**EXERCISE REQUIREMENTS:** Reproduce every one of the rows below word for word, leaving the pictures out.

**RECORDED DATA:**

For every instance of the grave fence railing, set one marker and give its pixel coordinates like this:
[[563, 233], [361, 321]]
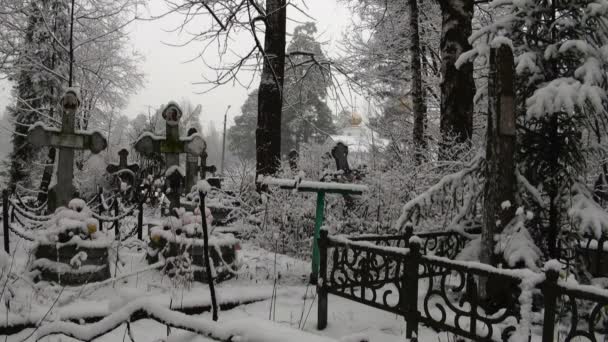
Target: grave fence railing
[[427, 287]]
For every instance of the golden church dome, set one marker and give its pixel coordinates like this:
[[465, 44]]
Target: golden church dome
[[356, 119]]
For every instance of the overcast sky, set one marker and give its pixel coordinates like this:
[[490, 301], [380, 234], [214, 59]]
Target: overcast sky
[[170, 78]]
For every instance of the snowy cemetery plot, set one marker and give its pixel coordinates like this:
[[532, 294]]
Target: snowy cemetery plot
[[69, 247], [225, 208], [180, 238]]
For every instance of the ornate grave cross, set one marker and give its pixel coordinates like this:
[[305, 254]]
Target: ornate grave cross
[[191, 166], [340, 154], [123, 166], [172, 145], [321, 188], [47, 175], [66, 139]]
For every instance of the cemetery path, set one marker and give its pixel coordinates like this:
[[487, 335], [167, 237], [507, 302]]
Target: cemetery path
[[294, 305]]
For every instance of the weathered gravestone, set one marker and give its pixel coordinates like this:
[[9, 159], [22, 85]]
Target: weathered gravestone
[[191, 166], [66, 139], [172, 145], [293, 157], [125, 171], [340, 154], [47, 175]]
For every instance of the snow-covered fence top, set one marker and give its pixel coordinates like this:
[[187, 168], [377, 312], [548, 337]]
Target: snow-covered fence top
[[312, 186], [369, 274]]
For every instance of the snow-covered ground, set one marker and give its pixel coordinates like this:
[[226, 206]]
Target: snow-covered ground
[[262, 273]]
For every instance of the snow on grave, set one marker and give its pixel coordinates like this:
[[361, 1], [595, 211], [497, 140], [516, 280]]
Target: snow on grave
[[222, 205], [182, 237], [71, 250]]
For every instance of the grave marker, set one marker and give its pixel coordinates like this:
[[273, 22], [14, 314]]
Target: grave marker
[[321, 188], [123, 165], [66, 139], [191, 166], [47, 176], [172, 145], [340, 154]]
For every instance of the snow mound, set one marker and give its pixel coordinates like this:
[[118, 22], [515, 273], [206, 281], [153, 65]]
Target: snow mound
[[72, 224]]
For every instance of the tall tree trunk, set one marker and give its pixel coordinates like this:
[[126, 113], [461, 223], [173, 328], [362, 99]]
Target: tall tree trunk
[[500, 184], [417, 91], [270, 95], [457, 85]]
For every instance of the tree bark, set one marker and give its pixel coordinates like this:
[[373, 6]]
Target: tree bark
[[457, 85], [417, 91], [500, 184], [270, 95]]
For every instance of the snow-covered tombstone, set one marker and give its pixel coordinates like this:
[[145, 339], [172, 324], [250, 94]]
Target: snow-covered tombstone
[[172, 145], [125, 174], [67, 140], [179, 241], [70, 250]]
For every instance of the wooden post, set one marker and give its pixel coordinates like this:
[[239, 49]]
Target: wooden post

**ANSWER:**
For every instance of the grave fence railing, set one marker and give its pixel coordinates like this:
[[563, 233], [361, 321]]
Target: grave fence railing
[[427, 287]]
For every instance of the golden church dome, set one marker and give its pixel coordinates like this:
[[465, 44]]
Target: golden church dome
[[356, 119]]
For every instance of the overcast sky, set one marker and give its pixel coordinates like this:
[[490, 301], [380, 234], [214, 59]]
Target: overcast sky
[[170, 78]]
For every instance of the snowy cemetery plot, set one marker and give its pixel coordinates like this:
[[532, 294]]
Target: snowy cemetery plot
[[69, 247], [225, 208], [180, 238]]
For every instance of the ornate grave cross, set one marker and give its pixel coordinates like this:
[[305, 254]]
Target: ornate grave cross
[[191, 166], [340, 154], [123, 166], [172, 145], [321, 188], [47, 175], [66, 139]]
For every instance of the cemetery path, set one marker and give its pixel coordinates like this:
[[487, 335], [167, 237], [507, 302]]
Target: cemetery path
[[294, 305]]
For every instance of the weathered gravestone, set one marker and give its pixel coordinates like this:
[[9, 159], [22, 85]]
Target: weathered gravestone
[[191, 166], [66, 139], [172, 145], [293, 157], [125, 171], [340, 154], [47, 175]]
For every instance of the snow-covered fence top, set one marker and give its pixel coordinates like this:
[[187, 168], [377, 312], [548, 337]]
Target: snow-covered fence top
[[312, 186], [369, 274]]
For every instance of the snow-covered ground, set one marker and give its pixel coordinates like this:
[[226, 206]]
Target: snow-covered ground
[[262, 273]]
For every instance of the snow on grave, set one marker and give its pixel coordinates like this:
[[361, 1], [595, 211], [497, 140], [516, 280]]
Target: snow on grave
[[222, 205], [182, 237], [71, 250]]
For every instance of the grave marker, set one marker and give its pixel coordinates like this:
[[273, 22], [14, 314]]
Target: grave marker
[[321, 188], [123, 165], [66, 139], [191, 166], [47, 176], [172, 145], [340, 154]]
For every instance of the snow mound, set one marker and give its pixel coordinates like this:
[[118, 22], [515, 273], [206, 281], [153, 65]]
Target: snow mound
[[72, 224]]
For every instance of the tall tree trunk, set one marker and give its pixel coordinates like this:
[[126, 113], [461, 223], [173, 328], [362, 99]]
Target: tall tree trunk
[[500, 184], [417, 91], [270, 95], [457, 85]]
For every instance of the tree bark, set one marker and give its pixel coordinates like this:
[[373, 6]]
Target: tree bark
[[457, 85], [417, 91], [500, 184], [270, 95]]
For every instance of the snow-covered tombstone, set one marker and give its pixel coordinates like this:
[[145, 339], [172, 324], [250, 94]]
Target: snow-covered tombstone
[[172, 145], [125, 174], [67, 140], [179, 241], [70, 250]]
For every instance of the wooden post, set one marker and give its pixel coordinates like this:
[[239, 49]]
Target: wooden post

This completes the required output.